*** GIVEN TEXT
Skip to main content

Python classes for organizing (HPC) simulations

Project description

py-modelrunner

Build status Documentation Status PyPI version Conda Version

License: MIT codecov Language grade: Python Code style: black

This package provides python classes for handling and running physical simulations. The main aim is to easily wrap simulation code and deal with input and output automatically. The package also facilitates submitting simulations to high performance computing environments and it provides functions for running parameter scans.

Installation

The package can simply be cloned from github, but it is also available on pip and conda:

pip install py-modelrunner

Usage

This package has multiple purposes that are described in more detail below. Additional examples can be found in the examples folder.

Minimal example

Assume you have written a python simulation in form of a simple script that defines a function with several arguments, like so

def main(a: float = 1, b: int = 2, negate: bool = False):
    res = a ** b
    if negate:
    	res *= -1
    return res

The modelrunner package now allows you to wrap a convenient command line interface around this simple function. Assuming the script is saved in a file called script.py, calling python -m modelrunner script.py -h shows the follwing help

usage: test.py [-h] [--a VALUE] [--b VALUE] [--negate] [--json JSON] [-o PATH]

optional arguments:
  -h, --help            show this help message and exit
  --json JSON           JSON-encoded parameter values. Overwrites other parameters. (default: None)
  -o PATH, --output PATH
                        Path to output file. If omitted, no output file is created. (default: None)

  --a VALUE             Parameter `a` (default: 1)
  --b VALUE             Parameter `b` (default: 2)
  --negate              Parameter `negate` (default: False)

Consequently, the function can be called using python -m modelrunner script.py --a 2 --b 3 --negate -o result.yaml, which produces a file result.yaml with the following content:

info:
  time: # TIMESTAMP
model:
  class: main
  description: null
  name: main
  parameters:
    a: 2.0
    b: 3
    negate: true
result: -8.0

This file not only contains the result, but also metainformation including the parameters to run the simulation and the time when it was started.

Creating models

The package introduces a base class ModelBase that describes the bare structure all models are supposed to have. Custom models can be created by inheriting from ModelBase and defining suitable parameters:

from modelrunner import ModelBase

class MyModel(ModelBase):  # define custom model

    # defines supported parameters with default values
    parameters_default = {"a": 1, "b": 2}

    def __call__(self):
        """calculate the actual model"""
        return self.parameters["a"] * self.parameters["b"]


model = MyModel({"a" : 3})

The last line actually creates an instance of the model with custom parameters.

Alternatively, a model can also be defined from a simple function:

from modelrunner import make_model

@make_model
def multiply(a=1, b=2):
    return a * b

model = multiply(a=3)

The main aim of defining models like this is to provide a unified interface for running models for the subsequent sections.

Run models from command line

Models can be run with different parameters. In both examples shown above, the model can be run from within the python code by simply calling the model instance: model(). In the cases shown above, these calls will simply return 6.
******
Carry the py-modelrunner package description forward, picking up right after its final sentence. The material has no connection to the py-modelrunner page.
*** DATA RECORDS
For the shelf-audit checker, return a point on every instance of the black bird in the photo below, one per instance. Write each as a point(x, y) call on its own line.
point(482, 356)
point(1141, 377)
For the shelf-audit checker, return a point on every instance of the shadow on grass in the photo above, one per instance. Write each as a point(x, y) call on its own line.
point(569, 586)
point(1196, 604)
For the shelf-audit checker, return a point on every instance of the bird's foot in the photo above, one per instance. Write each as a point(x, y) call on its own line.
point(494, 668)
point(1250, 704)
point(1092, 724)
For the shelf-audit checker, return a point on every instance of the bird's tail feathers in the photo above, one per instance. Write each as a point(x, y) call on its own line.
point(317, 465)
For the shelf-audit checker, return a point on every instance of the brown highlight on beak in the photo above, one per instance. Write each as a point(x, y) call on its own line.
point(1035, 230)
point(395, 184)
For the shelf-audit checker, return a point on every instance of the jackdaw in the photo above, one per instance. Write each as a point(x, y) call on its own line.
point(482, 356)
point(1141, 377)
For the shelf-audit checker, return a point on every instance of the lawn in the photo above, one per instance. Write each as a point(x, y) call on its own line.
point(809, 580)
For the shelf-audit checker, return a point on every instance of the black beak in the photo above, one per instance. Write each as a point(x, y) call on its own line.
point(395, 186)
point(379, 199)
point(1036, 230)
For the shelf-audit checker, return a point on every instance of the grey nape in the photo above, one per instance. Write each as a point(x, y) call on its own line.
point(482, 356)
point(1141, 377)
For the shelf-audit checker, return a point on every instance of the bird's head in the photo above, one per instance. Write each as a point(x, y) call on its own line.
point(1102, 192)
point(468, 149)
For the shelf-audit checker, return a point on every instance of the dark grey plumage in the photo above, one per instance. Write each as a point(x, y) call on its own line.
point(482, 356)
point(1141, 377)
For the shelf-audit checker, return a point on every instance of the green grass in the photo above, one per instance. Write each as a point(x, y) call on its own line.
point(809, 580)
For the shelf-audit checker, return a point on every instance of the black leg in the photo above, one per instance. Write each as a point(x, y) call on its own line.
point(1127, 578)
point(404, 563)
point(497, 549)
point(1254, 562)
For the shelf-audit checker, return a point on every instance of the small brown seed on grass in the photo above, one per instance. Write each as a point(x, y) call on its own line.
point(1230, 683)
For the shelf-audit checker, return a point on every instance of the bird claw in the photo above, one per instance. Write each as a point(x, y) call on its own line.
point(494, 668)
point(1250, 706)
******
OUTPUT:
In typical numerical simulations, models need to be evaluated for many different parameters. The packages facilitates this by providing a special interface to set arguments from the command line. To show this, either one of the model definitions given above can be saved as a python file model.py. Using the special call python -m modelrunner model.py provides a command line interface for adjusting model parameters. The supported parameters can be obtained with the following command

$ python -m modelrunner model.py --help

usage: model.py [-h] [--a VALUE] [--b VALUE] [-o PATH] [--json JSON]

optional arguments:
  -h, --help            show this help message and exit
  -o PATH, --output PATH
                        Path to output file. If omitted, no output file is created. (default: None)
  --json JSON           JSON-encoded parameter values. Overwrites other parameters. (default: None)

  --a VALUE             Parameter `a` (default: 1)
  --b VALUE             Parameter `b` (default: 2)

This can be helpful to call a model automatically and save the result. For instance, by calling python -m modelrunner model.py -h --a 3 -o result.yaml, we obtain a file result.yaml that looks something like this:

model:
  class: multiply
  name: multiply
  parameters:
    a: 3
    b: 2
result: 6

Other supported output formats include JSON (extension .json) and HDF (extension .hdf).

Submit models to an HPC queue

The package also provides methods to submit scripts to an high performance compute (HPC) system. A simple full script displaying this reads

from modelrunner import make_model, submit_job

@make_model
def multiply(a=1, b=2):
    return a * b

if __name__ == "__main__":
    submit_job(__file__, parameters={'a': 2}, output="data.hdf5", method="local")

Here, the output argument specifies a file to which the results are written, while method chooses how the script is submitted.

In particular, this method allows submitting the same script with multiple different parameters to conduct a parameter study:

from modelrunner import make_model, submit_job

@make_model
def multiply(a=1, b=2):
    return a * b

if __name__ == "__main__":
    for a in range(5):
        submit_job(__file__, parameters={'a': a}, output=f"data_{a}.hdf5", method="local")

Note that the safe-guard if __name__ == "__main__" is absolutely crucial to ensure that jobs are only submitted during the initial run and not when the file is imported again when the actual jobs start. It is also important to choose unique file names for the output flag since otherwise different jobs overwrite each others data.

We also support submitting multiple jobs of a parameter study:

from modelrunner import make_model, submit_jobs

@make_model
def multiply(a=1, b=2):
    return a * b

if __name__ == "__main__":
    submit_jobs(__file__, parameters={'a': range(5)}, output_folder="data", method="local")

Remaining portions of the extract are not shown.